§ **요구 사항**: "task | place a marker on each instance of the vertical" 문구가 있는 줄부터 자료의 마지막 줄까지 다시 쓰되 "dusty" 부분을 "muddy" 표현으로 바꿔 넣어 주세요. 나머지는 그대로 둡니다.

§ **데이터셋에서 가져온 기록**:
====

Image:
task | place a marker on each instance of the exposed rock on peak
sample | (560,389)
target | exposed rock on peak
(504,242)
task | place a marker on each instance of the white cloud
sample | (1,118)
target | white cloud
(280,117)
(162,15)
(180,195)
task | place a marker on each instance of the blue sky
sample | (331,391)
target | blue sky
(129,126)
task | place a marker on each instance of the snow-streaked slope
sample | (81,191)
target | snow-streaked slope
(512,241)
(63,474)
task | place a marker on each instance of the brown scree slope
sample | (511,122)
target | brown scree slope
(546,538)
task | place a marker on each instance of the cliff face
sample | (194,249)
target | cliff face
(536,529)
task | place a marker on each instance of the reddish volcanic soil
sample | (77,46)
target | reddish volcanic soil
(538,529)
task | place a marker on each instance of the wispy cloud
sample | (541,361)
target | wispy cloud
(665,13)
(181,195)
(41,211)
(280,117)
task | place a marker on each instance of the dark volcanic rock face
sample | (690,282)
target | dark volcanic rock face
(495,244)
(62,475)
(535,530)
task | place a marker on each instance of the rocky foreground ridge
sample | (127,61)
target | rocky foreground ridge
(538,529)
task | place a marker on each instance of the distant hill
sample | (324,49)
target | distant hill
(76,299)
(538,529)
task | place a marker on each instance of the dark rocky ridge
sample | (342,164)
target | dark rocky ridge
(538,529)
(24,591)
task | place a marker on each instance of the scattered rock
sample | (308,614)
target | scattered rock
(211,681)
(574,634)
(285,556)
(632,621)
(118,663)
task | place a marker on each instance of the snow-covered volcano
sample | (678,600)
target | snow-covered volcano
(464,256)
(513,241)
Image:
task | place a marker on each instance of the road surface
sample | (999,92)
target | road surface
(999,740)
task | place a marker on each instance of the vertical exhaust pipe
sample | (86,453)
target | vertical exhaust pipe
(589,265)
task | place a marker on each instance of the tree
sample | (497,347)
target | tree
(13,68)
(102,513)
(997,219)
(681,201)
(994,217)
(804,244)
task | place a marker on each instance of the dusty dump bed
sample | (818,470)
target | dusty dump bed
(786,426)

====

§ **문제 풀이**:
task | place a marker on each instance of the vertical exhaust pipe
sample | (86,453)
target | vertical exhaust pipe
(589,265)
task | place a marker on each instance of the tree
sample | (497,347)
target | tree
(13,68)
(102,513)
(997,219)
(681,201)
(994,217)
(804,244)
task | place a marker on each instance of the muddy dump bed
sample | (818,470)
target | muddy dump bed
(786,426)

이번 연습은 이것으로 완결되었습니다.